CONSIGNE 1 →
D'après l'article sur la R&D de COGEMA, en quelle année la société COGEMA a-t-elle été créée ?
CONSIGNE 2 →
Rédigez la suite de l'article sur la R&D de COGEMA, en reprenant après sa dernière phrase.

Septembre 2003 - n°80

COGEMA
Une R&D restructurée, au cœur du cycle de combustion nucléaire

M. Bertrand BARRE, Directeur R&D de la société COGEMA, était l’invité il y a quelques mois d’une réunion matinale du Club Stratégie de Recherche, Maison Européenne des Technologies – Université Pierre et Marie Curie/Paris VI.
Suite à la parution du compte-rendu de cette matinée dans Les Carnets de la M.E.T., nous nous proposons aujourd’hui de vous en faire l’écho.
Gros plan sur la société COGEMA, son organisation générale et ses priorités de recherche…

Du CEA au groupe AREVA : un peu d’histoire…

La société COGEMA, COmpagnie GEnérale des MAtières nucléaires, appartient au pôle Energie du groupe AREVA ; un Groupe au sein duquel collaborent aujourd’hui plus de 50 000 personnes.
"Mais, pour comprendre la R&D de COGEMA, et plus particulièrement la stratégie de cette R&D, un peu d’histoire s’impose", souligne M. BARRE. Avant la constitution du groupe AREVA, qu’en était-il, en effet, de COGEMA ?
"C’est en 1976, dans un contexte bien particulier, que la société COGEMA a vu le jour, en tant que filiale industrielle du CEA", nous explique Bertrand BARRE.

DONNÉES ENREGISTRÉES →
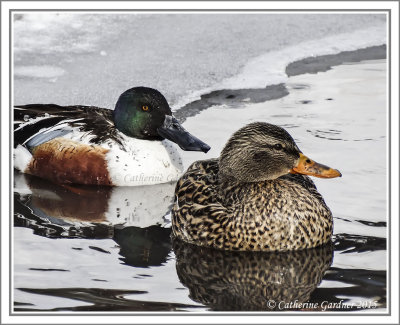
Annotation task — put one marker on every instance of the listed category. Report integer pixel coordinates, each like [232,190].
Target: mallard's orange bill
[306,166]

RÉSULTAT 1 →
En 1976.

RÉSULTAT 2 →
Le CEA affichant une bonne rentabilité de ses activités industrielles par la vente d’uranium, la tentation a été forte de lui demander de financer lui-même ses activités de recherche, y compris de recherche fondamentale. En réponse à cette sollicitation, le CEA développe l’essaimage et crée ainsi, notamment, la société COGEMA.
Héritant non seulement de procédés, mais aussi d’un certain nombre d’installations, COGEMA a reversé comme il se devait, pendant 20 ans, des royalties assez importantes au CEA. De son côté, celui-ci recyclait ces sommes dans la recherche ; une recherche structurée en Programmes d’Intérêt Commun, dont les thèmes étaient choisis de concert, mais dont la recherche était menée presque exclusivement au sein du CEA.
"C’était un système à la fois confortable et pervers", souligne Bertrand BARRE. "Confortable, parce qu’il permettrait une visibilité sur le long terme ; pervers, du fait que l’enveloppe pré-déterminée n’incitait pas à être extrêmement sévère quant au tri des sujets de recherche. Dans un tel système, faute de contraintes, il n’existait pas véritablement de stratégie…"

Avec la création d’AREVA, COGEMA a été rappelée à la réalité industrielle. Dans ce contexte, d’autant plus renforcé par les prises de position parfois frileuses de certains pays vis-à-vis du nucléaire, l’entreprise a engagé une véritable chasse aux coûts non justifiés et a mis en œuvre une solide stratégie de recherche.
"Il y a 25 ans, on estimait à 2000 le nombre de réacteurs nucléaires qui seraient en fonctionnement en l’an 2000 ; or, aujourd’hui, nous n’en dénombrons que 430 dans le monde", ajoute M. BARRE.
"Cette différence entre les prévisions et la réalité a eu des conséquences assez importantes sur les choix à effectuer, y compris en matière de R&D…"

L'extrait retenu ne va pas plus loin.